Which lines of the records contain the string "shirt"? Find them all and copy each one, treating uppercase and lowercase as different.

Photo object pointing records
-*-
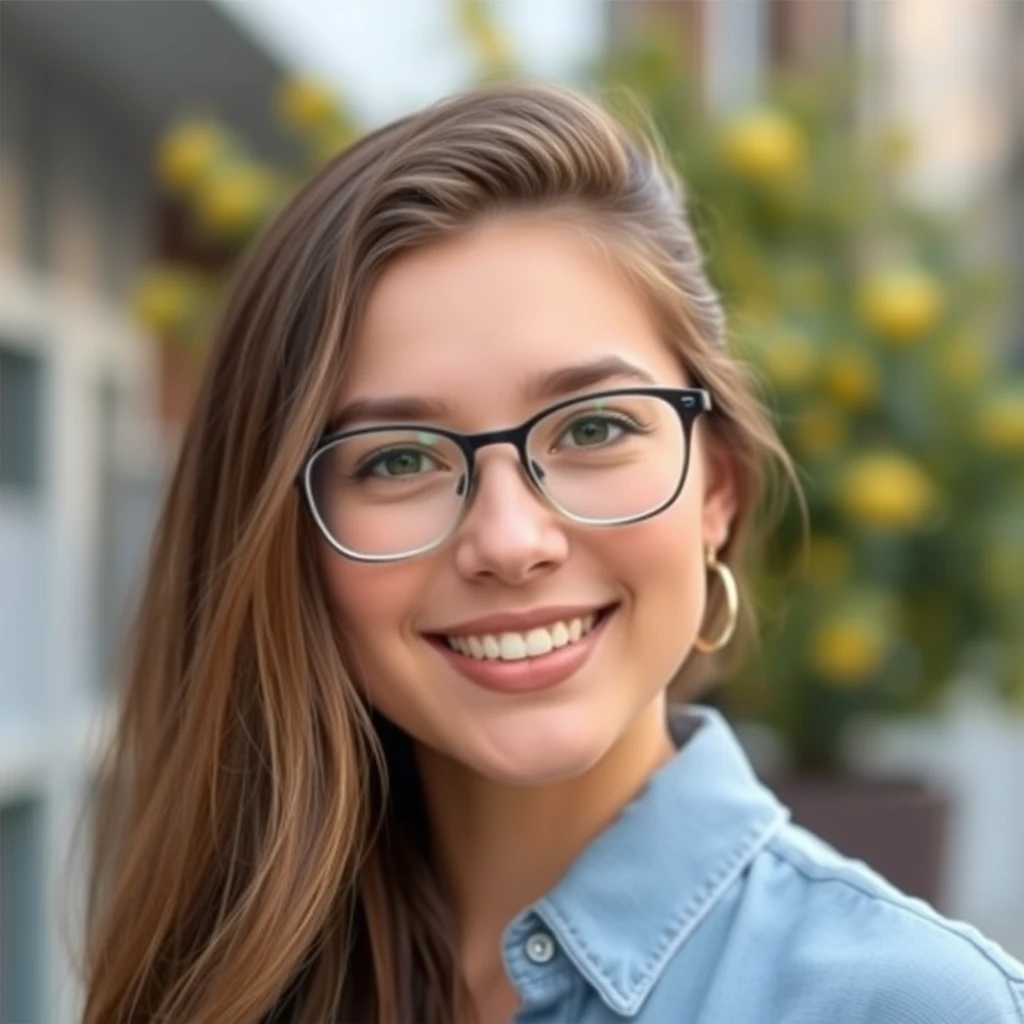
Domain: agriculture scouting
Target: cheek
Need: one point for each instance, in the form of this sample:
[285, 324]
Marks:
[372, 605]
[660, 562]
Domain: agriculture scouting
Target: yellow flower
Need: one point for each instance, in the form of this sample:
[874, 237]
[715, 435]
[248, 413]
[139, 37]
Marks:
[236, 198]
[886, 489]
[820, 431]
[851, 378]
[1000, 423]
[305, 103]
[827, 560]
[477, 26]
[163, 299]
[788, 358]
[764, 145]
[900, 304]
[187, 153]
[847, 648]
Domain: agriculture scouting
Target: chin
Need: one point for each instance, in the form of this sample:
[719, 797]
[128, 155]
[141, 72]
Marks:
[538, 749]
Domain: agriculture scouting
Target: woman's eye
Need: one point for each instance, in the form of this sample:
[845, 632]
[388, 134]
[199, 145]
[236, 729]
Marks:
[400, 462]
[593, 431]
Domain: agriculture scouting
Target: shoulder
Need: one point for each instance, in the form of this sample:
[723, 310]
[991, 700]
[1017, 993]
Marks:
[872, 953]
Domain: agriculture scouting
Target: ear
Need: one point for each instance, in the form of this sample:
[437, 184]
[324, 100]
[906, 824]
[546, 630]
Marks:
[721, 499]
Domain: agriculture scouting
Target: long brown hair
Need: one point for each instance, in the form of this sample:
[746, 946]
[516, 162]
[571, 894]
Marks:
[262, 848]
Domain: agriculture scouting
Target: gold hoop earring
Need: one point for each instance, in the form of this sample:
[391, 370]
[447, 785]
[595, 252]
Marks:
[731, 602]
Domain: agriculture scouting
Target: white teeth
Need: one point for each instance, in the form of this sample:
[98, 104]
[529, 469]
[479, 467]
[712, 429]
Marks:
[513, 647]
[539, 642]
[559, 635]
[516, 646]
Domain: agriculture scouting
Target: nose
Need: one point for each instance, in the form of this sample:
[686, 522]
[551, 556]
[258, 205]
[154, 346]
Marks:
[509, 535]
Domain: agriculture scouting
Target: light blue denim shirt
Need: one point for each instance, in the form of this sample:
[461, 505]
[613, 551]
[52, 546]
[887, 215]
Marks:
[702, 904]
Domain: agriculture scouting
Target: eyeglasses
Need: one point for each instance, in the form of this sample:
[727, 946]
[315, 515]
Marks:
[387, 493]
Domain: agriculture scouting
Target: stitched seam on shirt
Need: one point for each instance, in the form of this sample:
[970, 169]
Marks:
[813, 872]
[691, 915]
[540, 985]
[1017, 990]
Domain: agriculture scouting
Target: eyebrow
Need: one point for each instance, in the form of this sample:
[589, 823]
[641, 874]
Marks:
[539, 387]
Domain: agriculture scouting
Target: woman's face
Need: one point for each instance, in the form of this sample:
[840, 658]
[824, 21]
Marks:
[471, 326]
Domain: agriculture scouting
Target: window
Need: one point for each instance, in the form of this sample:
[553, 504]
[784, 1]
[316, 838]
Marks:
[20, 421]
[22, 911]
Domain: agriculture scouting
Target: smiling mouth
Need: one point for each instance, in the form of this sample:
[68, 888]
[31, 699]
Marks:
[527, 644]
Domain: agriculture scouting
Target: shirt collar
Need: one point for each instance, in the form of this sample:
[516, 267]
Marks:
[640, 889]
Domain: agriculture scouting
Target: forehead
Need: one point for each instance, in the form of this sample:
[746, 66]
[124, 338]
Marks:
[472, 320]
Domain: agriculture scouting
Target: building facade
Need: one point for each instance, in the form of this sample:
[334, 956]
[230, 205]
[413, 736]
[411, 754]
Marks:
[85, 89]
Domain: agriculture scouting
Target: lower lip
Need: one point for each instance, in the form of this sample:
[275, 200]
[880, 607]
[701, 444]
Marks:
-*-
Worked answer ::
Target: light blue denim shirt
Target: stitched seam on shirt
Target: shirt collar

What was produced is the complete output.